• Task details
Show every line of the records below that contains the word "white", matching case exactly.

• Material to process
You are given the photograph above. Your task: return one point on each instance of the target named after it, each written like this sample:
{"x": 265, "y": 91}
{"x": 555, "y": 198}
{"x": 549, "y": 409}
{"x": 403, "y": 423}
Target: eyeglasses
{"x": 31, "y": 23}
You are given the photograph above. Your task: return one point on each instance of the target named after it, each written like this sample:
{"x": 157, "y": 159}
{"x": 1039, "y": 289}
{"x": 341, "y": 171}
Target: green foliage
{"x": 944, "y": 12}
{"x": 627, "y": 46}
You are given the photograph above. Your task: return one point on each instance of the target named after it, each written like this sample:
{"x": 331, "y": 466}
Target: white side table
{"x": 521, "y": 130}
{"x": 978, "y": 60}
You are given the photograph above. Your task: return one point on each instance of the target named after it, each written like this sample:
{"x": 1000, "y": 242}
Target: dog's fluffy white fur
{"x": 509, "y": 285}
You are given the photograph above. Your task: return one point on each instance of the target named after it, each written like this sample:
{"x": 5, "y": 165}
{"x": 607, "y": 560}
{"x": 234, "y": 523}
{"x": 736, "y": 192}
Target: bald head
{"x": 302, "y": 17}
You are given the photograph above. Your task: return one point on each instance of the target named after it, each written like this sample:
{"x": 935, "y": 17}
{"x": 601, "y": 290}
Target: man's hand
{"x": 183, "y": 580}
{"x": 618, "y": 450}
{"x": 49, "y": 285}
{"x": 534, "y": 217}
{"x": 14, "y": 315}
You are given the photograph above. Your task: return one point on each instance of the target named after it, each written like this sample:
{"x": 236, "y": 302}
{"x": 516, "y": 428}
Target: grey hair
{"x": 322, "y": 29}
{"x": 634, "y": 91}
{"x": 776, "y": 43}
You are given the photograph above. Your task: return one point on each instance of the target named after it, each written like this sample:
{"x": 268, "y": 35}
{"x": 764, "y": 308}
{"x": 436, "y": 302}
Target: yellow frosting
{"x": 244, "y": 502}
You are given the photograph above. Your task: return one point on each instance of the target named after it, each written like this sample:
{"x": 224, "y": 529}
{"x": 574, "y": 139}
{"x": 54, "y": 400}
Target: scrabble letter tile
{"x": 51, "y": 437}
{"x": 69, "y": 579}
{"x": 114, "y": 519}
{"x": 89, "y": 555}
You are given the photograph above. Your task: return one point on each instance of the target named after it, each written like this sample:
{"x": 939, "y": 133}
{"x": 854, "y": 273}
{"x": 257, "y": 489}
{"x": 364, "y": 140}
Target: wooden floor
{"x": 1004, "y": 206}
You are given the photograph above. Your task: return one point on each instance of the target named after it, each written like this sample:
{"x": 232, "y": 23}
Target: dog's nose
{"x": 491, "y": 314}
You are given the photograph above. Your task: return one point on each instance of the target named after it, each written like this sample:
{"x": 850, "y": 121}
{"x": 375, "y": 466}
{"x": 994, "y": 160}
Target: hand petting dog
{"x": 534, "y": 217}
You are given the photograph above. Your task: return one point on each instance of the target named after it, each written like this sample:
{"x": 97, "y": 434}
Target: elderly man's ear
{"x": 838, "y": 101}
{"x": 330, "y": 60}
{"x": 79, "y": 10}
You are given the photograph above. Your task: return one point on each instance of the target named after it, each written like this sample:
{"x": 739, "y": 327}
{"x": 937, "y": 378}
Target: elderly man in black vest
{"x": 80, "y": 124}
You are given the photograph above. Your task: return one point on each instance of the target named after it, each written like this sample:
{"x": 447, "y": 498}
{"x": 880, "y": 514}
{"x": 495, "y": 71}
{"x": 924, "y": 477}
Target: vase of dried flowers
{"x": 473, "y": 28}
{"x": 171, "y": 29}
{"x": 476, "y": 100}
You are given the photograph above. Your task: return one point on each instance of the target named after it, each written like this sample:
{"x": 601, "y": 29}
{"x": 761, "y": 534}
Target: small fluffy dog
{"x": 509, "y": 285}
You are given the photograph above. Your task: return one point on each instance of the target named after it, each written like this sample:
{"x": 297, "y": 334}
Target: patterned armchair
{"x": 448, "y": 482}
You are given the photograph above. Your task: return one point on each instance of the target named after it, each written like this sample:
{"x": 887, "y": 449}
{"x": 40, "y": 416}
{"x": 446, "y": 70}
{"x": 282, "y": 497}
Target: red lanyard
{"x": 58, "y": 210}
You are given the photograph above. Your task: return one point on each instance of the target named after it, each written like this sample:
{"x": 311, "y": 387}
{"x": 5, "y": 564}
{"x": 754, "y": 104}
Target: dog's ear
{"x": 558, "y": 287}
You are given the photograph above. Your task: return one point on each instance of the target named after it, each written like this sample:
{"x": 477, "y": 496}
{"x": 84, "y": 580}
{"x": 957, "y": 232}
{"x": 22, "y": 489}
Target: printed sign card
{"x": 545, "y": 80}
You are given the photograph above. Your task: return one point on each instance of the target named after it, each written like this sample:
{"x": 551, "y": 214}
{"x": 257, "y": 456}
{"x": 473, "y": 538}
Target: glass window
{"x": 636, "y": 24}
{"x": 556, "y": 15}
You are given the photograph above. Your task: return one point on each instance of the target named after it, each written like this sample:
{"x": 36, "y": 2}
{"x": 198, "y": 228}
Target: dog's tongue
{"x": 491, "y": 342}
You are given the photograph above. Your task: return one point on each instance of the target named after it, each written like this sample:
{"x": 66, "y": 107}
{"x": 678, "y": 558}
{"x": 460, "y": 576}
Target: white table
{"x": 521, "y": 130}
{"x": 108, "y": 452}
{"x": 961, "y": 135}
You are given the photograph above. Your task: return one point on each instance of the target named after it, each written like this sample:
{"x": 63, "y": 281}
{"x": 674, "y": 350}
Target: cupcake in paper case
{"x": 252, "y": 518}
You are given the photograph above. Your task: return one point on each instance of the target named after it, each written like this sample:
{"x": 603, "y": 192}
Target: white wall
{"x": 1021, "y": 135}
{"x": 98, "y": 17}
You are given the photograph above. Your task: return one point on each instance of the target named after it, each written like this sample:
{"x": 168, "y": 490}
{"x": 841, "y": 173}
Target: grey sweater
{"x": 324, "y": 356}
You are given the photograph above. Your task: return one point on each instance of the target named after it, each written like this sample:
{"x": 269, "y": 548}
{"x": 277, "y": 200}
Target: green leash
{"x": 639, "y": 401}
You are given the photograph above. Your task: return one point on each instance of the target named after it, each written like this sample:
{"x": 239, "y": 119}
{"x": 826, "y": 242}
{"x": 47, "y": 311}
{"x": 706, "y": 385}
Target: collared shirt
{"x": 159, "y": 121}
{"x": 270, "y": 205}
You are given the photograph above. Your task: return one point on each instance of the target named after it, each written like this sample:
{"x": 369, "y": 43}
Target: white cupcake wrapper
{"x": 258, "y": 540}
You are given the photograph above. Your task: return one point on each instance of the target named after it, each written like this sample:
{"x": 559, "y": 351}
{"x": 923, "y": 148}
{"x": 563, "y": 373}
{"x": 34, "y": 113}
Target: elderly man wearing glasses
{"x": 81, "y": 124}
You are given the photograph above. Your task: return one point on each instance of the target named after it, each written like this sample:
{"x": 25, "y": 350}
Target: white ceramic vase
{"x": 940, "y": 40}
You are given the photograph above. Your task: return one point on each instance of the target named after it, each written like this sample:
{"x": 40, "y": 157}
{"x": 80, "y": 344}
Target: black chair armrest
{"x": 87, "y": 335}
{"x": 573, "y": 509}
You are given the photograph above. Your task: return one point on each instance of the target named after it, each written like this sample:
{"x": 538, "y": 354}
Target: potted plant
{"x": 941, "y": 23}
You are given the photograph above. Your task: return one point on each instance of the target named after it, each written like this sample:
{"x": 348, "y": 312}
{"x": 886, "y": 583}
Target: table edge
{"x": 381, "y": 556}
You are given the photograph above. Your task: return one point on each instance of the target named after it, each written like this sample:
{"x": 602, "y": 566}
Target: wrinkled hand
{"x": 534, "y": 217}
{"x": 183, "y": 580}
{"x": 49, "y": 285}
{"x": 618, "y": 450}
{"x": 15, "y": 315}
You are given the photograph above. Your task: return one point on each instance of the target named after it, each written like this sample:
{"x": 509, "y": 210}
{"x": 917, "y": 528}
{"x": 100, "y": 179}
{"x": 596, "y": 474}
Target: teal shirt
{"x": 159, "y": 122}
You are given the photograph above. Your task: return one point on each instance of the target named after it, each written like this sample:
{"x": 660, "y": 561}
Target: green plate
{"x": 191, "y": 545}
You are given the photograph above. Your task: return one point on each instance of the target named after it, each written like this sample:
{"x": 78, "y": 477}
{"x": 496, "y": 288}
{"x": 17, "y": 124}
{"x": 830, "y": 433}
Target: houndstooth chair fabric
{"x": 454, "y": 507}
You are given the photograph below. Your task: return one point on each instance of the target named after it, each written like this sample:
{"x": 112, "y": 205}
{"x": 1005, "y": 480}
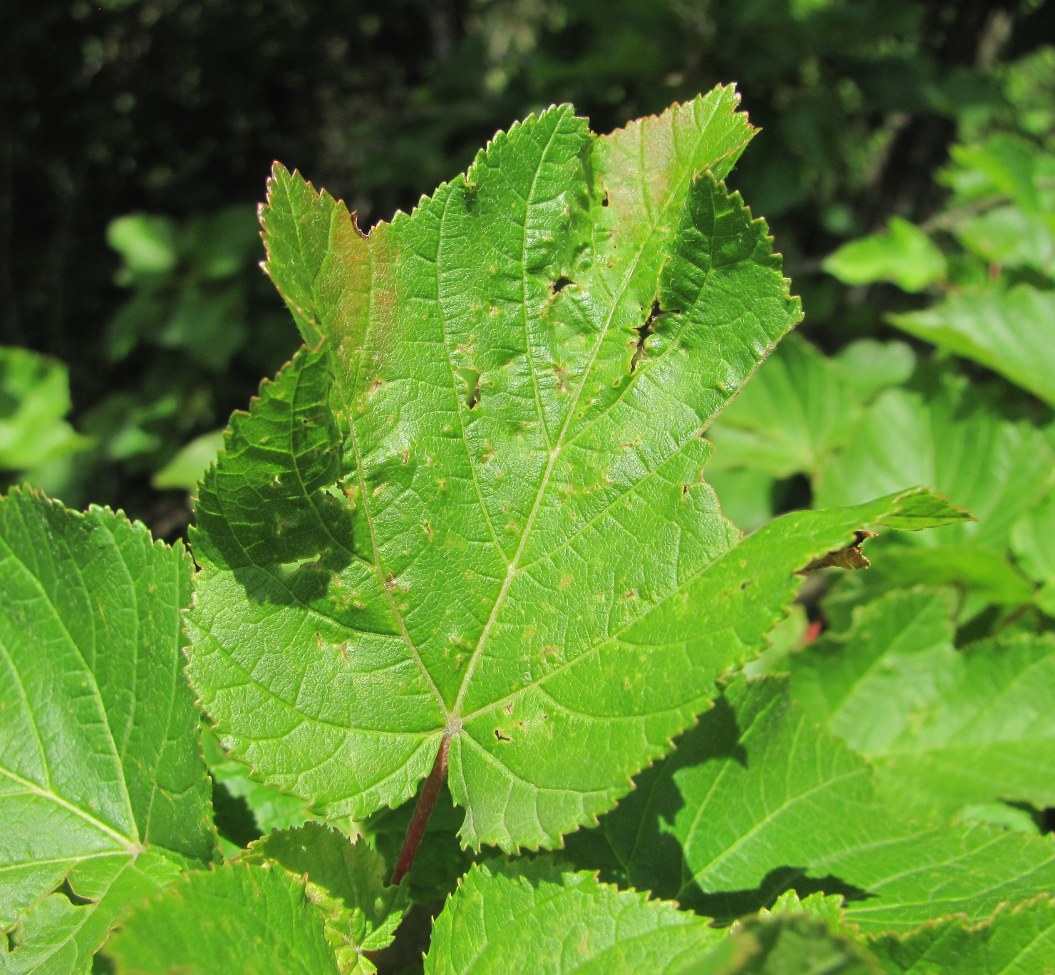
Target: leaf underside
{"x": 472, "y": 511}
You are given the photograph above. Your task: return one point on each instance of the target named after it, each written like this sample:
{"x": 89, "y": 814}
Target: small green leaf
{"x": 1005, "y": 330}
{"x": 347, "y": 882}
{"x": 793, "y": 413}
{"x": 505, "y": 916}
{"x": 946, "y": 437}
{"x": 185, "y": 470}
{"x": 758, "y": 800}
{"x": 249, "y": 919}
{"x": 148, "y": 244}
{"x": 1019, "y": 941}
{"x": 942, "y": 727}
{"x": 34, "y": 400}
{"x": 101, "y": 776}
{"x": 904, "y": 254}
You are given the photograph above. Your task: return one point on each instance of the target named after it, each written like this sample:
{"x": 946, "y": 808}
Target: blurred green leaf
{"x": 245, "y": 918}
{"x": 1012, "y": 332}
{"x": 904, "y": 254}
{"x": 190, "y": 463}
{"x": 798, "y": 407}
{"x": 34, "y": 399}
{"x": 943, "y": 727}
{"x": 943, "y": 435}
{"x": 505, "y": 915}
{"x": 146, "y": 243}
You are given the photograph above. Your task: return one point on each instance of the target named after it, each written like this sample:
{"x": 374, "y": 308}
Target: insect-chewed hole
{"x": 472, "y": 380}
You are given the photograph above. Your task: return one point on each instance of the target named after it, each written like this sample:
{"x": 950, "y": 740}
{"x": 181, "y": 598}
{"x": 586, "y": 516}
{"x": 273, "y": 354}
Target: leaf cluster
{"x": 473, "y": 607}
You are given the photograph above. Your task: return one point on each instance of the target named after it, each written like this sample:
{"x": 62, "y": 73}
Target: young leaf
{"x": 468, "y": 524}
{"x": 1006, "y": 330}
{"x": 244, "y": 918}
{"x": 1020, "y": 941}
{"x": 943, "y": 728}
{"x": 347, "y": 882}
{"x": 946, "y": 437}
{"x": 758, "y": 800}
{"x": 903, "y": 254}
{"x": 102, "y": 788}
{"x": 502, "y": 915}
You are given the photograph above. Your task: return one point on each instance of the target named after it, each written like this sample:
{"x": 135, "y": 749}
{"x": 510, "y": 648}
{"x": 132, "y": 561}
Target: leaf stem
{"x": 422, "y": 810}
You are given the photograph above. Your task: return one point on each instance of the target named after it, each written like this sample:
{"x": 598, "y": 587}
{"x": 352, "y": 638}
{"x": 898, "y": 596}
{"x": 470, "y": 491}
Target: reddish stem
{"x": 422, "y": 810}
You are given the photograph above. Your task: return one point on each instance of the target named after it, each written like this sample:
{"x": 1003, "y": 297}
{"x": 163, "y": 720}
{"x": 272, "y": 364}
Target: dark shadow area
{"x": 725, "y": 906}
{"x": 233, "y": 818}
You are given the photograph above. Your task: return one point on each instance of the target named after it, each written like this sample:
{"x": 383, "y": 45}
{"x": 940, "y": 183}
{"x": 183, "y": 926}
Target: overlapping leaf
{"x": 1008, "y": 330}
{"x": 102, "y": 789}
{"x": 471, "y": 516}
{"x": 944, "y": 728}
{"x": 241, "y": 917}
{"x": 505, "y": 915}
{"x": 758, "y": 800}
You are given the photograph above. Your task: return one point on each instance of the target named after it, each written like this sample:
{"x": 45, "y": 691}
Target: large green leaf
{"x": 472, "y": 515}
{"x": 943, "y": 728}
{"x": 102, "y": 788}
{"x": 758, "y": 800}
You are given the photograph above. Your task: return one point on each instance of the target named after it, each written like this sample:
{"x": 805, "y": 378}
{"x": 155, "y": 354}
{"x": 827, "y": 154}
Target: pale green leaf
{"x": 347, "y": 882}
{"x": 1010, "y": 331}
{"x": 102, "y": 788}
{"x": 531, "y": 916}
{"x": 758, "y": 800}
{"x": 943, "y": 728}
{"x": 903, "y": 254}
{"x": 238, "y": 918}
{"x": 186, "y": 467}
{"x": 873, "y": 365}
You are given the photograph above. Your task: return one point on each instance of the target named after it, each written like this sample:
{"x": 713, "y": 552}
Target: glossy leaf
{"x": 102, "y": 789}
{"x": 472, "y": 515}
{"x": 505, "y": 916}
{"x": 1019, "y": 941}
{"x": 790, "y": 416}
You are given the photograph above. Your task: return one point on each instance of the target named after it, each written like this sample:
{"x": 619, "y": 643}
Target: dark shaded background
{"x": 177, "y": 108}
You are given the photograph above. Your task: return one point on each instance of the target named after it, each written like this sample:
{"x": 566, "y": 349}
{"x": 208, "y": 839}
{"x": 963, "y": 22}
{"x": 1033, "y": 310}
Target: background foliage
{"x": 139, "y": 132}
{"x": 906, "y": 169}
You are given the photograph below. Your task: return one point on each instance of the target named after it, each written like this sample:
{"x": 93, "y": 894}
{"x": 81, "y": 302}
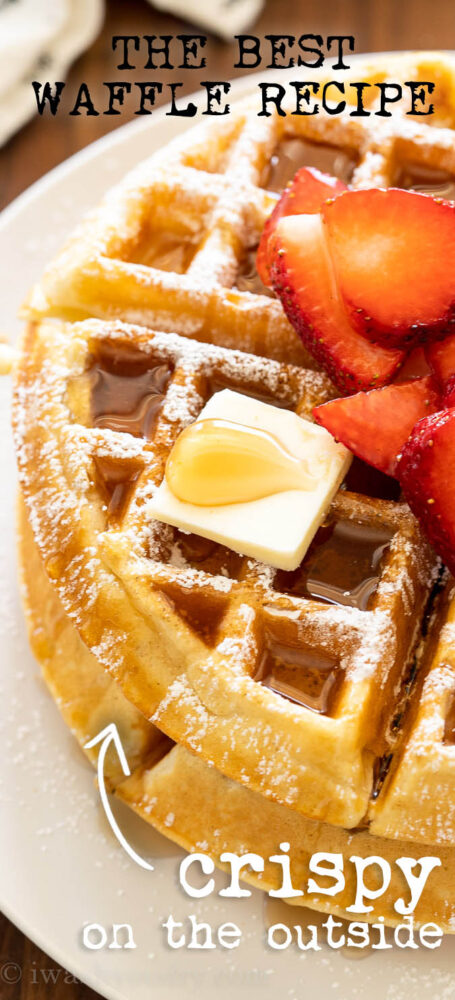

• Full solution
Target: white side table
Target: dog's fluffy white fur
Target: white table
Target: white wall
Target: white cupcake wrapper
Target: white ceramic vase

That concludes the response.